==== Page excerpt
Feather River College is a prime example. Nestled in the High Sierra two hours north of Lake Tahoe, Feather River is a small, rural school with the setting to prove it.

“I can walk out on my campus and look at the hill across the valley and see a burnt hilltop,” Kevin Trutna, president of the college, told CalMatters. “Plumas National Forest, Lassen National Forest, Lassen National Park. Three-fourths of our county is federal or state forest. You have a ready-made (wildfire) laboratory here that nobody is focusing on. This is our speciality.”

Both the Camp and Dixie fires tore through the Feather River Valley in 2018 and 2021, respectively, leaving nearby towns like Greenville in ashes.

“We cannot sit here and let Humboldt State (Cal Poly Humboldt) or Cal Poly San Luis Obispo or Chico or anybody say ‘Hey, this is our business. We’ll send you people out there,’” Trutna said. “We need to do something to be proactive to preserve the rest of our national forest.”

When Feather River College submitted an application in January 2022 to offer a bachelor’s degree in “Ecosystem Restoration and Applied Fire Management,” two professors from Cal Poly Humboldt, as well as professors from Cal Poly San Luis Obispo, Cal State Chico, UC Davis, and the nearby UC Cooperative Extension school all submitted letters in support.

Four months later, then-Associate Vice Chancellor of the Cal State University system Alison Wrynn objected to the Feather River program, arguing that it duplicated Cal Poly Humboldt’s soon-to-be fire management program.

Other California community colleges face scrutiny

While the Feather River program has become the most contentious, other community colleges faced similar pushback. Out of the nine colleges that were approved to offer bachelor’s degrees under the new law, at least four faced objections from CSU campuses.

Cal State San Marcos, for example, said that San Diego City College’s application to award bachelor’s degrees in “Cyber Defense and Analysis” would be duplicative of a program that San Marcos intended to build.

The nearby CSU campuses later dropped their opposition to San Diego City College’s program, but communication hiccups between the CSU and community college administrators led to additional delays to the program’s approval, the Voice of San Diego reported.

If there’s disagreement about whether a community college should proceed with a bachelor degree program, the administrators at each higher education system establish a “written agreement” that explains whether the objections have been resolved, according to the 2021 law.

The new law stipulates that the entire approval process, including any conflict resolution, should take no more than five months. It ultimately took more than a year for the community college and California State University officials to reach agreements regarding eight of the nine proposed bachelor’s degree programs.

The agreement that wasn’t agreed to

The Feather River dispute was never resolved.
========
==== Information provided
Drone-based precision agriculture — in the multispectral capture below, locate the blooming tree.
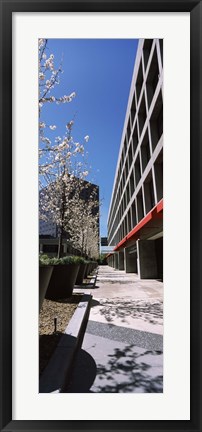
========
Written request 1: Under the 2021 law, what is the maximum length of the entire approval process, including any conflict resolution, according to the Feather River College excerpt?
Written request 2: Return the passage of the Feather River College excerpt between "Cal State San" and "intended to build.", inclusive, copied word for word.

Written solution 1: No more than five months.

Written solution 2:
Cal State San Marcos, for example, said that San Diego City College’s application to award bachelor’s degrees in “Cyber Defense and Analysis” would be duplicative of a program that San Marcos intended to build.